>>

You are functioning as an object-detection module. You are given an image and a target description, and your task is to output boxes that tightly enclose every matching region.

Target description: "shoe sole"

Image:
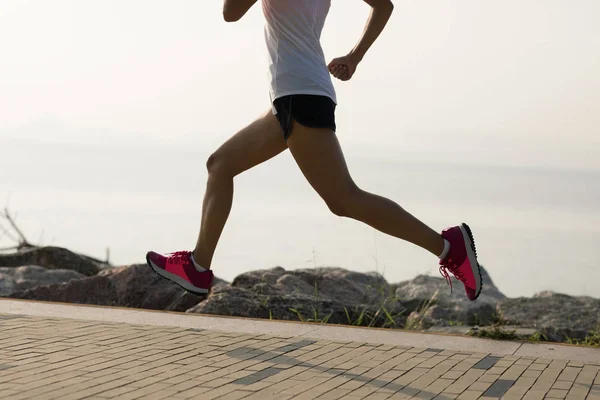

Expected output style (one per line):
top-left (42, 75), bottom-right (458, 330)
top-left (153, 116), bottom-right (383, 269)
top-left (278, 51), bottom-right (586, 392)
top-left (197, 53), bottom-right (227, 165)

top-left (460, 223), bottom-right (483, 300)
top-left (146, 256), bottom-right (210, 295)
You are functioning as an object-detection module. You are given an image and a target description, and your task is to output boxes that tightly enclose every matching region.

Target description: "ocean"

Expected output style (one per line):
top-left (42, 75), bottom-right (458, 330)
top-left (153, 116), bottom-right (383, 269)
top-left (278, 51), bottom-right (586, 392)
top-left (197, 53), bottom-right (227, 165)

top-left (0, 139), bottom-right (600, 297)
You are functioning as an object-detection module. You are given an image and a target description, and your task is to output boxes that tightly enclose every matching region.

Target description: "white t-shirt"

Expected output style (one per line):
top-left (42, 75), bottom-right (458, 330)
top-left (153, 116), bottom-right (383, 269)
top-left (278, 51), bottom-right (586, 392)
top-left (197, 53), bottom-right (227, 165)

top-left (262, 0), bottom-right (337, 109)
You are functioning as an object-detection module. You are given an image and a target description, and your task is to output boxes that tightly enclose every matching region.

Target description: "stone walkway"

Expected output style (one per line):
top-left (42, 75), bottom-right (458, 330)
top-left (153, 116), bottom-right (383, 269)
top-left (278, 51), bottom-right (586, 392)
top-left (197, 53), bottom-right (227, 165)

top-left (0, 314), bottom-right (600, 400)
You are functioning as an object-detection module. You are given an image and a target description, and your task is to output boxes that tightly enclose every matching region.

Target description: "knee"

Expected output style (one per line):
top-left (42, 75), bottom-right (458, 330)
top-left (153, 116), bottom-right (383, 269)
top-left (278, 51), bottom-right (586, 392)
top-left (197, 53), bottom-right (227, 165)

top-left (325, 187), bottom-right (361, 218)
top-left (206, 151), bottom-right (233, 178)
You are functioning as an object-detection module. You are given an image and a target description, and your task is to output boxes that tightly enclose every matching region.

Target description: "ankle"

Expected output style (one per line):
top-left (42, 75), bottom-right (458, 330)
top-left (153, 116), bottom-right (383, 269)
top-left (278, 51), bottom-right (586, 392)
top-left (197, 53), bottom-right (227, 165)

top-left (191, 250), bottom-right (210, 271)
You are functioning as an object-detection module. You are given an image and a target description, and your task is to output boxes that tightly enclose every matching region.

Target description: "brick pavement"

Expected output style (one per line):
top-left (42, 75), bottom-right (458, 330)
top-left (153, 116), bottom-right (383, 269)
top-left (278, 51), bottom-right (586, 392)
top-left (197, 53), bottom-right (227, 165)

top-left (0, 314), bottom-right (600, 400)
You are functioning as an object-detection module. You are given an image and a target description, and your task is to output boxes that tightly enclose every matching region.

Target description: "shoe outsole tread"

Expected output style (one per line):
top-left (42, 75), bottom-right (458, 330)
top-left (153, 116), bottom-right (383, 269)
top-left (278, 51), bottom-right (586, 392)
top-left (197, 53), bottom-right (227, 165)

top-left (462, 222), bottom-right (483, 300)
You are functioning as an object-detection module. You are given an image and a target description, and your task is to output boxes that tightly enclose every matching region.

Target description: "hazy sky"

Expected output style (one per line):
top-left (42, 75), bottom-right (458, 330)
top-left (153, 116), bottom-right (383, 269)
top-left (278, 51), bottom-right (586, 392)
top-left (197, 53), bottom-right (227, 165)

top-left (0, 0), bottom-right (600, 168)
top-left (0, 0), bottom-right (600, 296)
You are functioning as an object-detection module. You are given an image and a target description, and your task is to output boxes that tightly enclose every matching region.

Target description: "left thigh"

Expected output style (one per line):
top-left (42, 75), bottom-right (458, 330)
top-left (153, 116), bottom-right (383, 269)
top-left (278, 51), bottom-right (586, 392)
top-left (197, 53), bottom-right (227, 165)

top-left (287, 121), bottom-right (357, 202)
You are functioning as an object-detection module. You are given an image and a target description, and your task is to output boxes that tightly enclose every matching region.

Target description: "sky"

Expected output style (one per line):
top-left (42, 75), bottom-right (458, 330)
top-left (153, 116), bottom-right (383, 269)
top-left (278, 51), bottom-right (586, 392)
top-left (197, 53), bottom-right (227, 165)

top-left (0, 0), bottom-right (600, 296)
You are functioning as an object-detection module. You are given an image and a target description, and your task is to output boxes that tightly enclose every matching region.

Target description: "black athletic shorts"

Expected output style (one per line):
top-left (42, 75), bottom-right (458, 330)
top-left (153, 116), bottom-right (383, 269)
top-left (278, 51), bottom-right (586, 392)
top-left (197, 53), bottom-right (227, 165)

top-left (273, 94), bottom-right (336, 140)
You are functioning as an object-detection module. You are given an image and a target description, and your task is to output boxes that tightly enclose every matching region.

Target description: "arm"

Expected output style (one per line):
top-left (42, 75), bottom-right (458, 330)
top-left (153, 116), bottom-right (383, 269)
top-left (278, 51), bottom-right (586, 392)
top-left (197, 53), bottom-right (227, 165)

top-left (223, 0), bottom-right (257, 22)
top-left (329, 0), bottom-right (394, 81)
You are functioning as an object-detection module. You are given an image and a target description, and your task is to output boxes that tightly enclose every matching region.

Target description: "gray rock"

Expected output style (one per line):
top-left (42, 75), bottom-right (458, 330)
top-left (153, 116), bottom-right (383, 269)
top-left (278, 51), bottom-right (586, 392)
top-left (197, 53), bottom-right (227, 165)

top-left (497, 292), bottom-right (600, 336)
top-left (0, 272), bottom-right (17, 297)
top-left (0, 247), bottom-right (101, 276)
top-left (0, 265), bottom-right (85, 290)
top-left (395, 267), bottom-right (506, 329)
top-left (9, 264), bottom-right (229, 311)
top-left (188, 267), bottom-right (408, 327)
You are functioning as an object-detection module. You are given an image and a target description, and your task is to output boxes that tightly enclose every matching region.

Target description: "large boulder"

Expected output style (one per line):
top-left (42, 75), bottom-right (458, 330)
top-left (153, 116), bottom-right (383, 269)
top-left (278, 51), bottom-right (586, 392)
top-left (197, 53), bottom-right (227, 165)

top-left (497, 291), bottom-right (600, 341)
top-left (188, 267), bottom-right (408, 327)
top-left (396, 267), bottom-right (506, 329)
top-left (0, 273), bottom-right (17, 297)
top-left (0, 246), bottom-right (102, 276)
top-left (9, 264), bottom-right (224, 311)
top-left (0, 265), bottom-right (85, 290)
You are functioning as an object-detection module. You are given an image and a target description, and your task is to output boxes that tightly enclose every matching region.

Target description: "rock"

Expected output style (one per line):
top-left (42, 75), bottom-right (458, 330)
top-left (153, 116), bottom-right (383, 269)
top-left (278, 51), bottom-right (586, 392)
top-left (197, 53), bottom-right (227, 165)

top-left (9, 264), bottom-right (223, 311)
top-left (0, 273), bottom-right (17, 297)
top-left (395, 267), bottom-right (506, 329)
top-left (0, 265), bottom-right (85, 290)
top-left (188, 267), bottom-right (408, 327)
top-left (497, 292), bottom-right (600, 337)
top-left (0, 247), bottom-right (101, 276)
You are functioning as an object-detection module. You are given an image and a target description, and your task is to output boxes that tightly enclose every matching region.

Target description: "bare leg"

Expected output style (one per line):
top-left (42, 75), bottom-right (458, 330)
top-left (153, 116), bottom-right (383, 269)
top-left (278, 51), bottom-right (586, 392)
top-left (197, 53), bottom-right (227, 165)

top-left (287, 122), bottom-right (444, 256)
top-left (194, 111), bottom-right (287, 268)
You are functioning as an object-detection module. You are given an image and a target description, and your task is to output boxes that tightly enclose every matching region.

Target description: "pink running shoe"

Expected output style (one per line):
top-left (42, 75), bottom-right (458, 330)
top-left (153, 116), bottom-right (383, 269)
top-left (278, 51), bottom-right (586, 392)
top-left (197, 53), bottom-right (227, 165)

top-left (146, 251), bottom-right (213, 294)
top-left (440, 223), bottom-right (483, 301)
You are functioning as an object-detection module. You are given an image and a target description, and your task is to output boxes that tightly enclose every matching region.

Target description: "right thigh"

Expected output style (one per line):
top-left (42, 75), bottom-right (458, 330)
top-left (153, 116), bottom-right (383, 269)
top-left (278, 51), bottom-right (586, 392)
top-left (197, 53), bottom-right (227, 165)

top-left (208, 111), bottom-right (287, 176)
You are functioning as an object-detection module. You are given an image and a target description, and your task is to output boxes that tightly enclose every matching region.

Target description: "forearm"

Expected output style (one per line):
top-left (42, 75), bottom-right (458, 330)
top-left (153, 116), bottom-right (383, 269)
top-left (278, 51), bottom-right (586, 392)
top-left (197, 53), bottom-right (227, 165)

top-left (350, 1), bottom-right (394, 62)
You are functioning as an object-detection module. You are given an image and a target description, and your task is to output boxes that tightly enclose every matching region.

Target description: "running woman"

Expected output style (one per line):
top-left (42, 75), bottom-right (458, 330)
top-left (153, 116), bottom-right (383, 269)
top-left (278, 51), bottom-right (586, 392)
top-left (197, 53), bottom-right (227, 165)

top-left (146, 0), bottom-right (482, 300)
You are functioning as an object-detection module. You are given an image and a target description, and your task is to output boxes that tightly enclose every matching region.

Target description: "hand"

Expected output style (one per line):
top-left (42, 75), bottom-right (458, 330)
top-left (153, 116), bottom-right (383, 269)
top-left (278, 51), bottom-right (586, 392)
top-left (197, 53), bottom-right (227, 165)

top-left (327, 55), bottom-right (358, 81)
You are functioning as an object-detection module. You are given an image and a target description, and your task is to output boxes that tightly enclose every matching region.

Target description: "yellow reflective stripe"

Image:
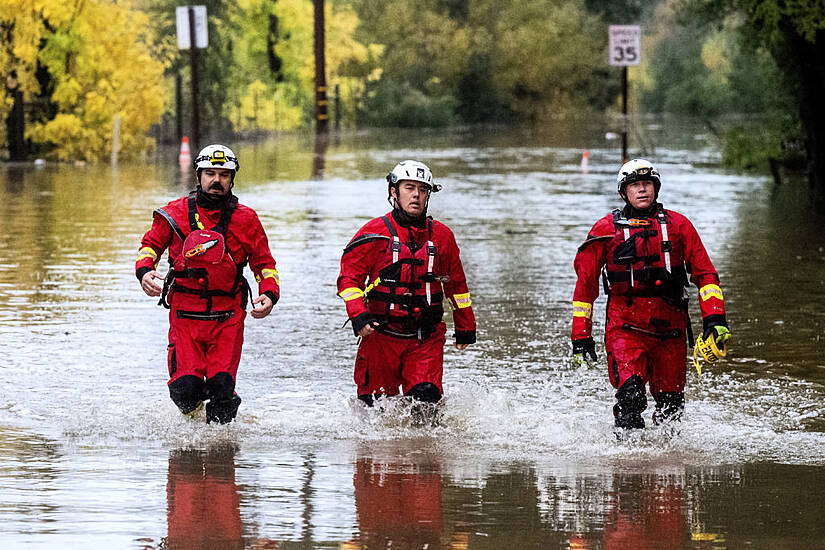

<<

Finde alle Zeilen oben, in denen die Zeichenfolge „running“ vorkommt, und schreibe sie ab. Groß- und Kleinschreibung ist dabei zu beachten.

Target description: "pink running shoe"
Target description: "running woman"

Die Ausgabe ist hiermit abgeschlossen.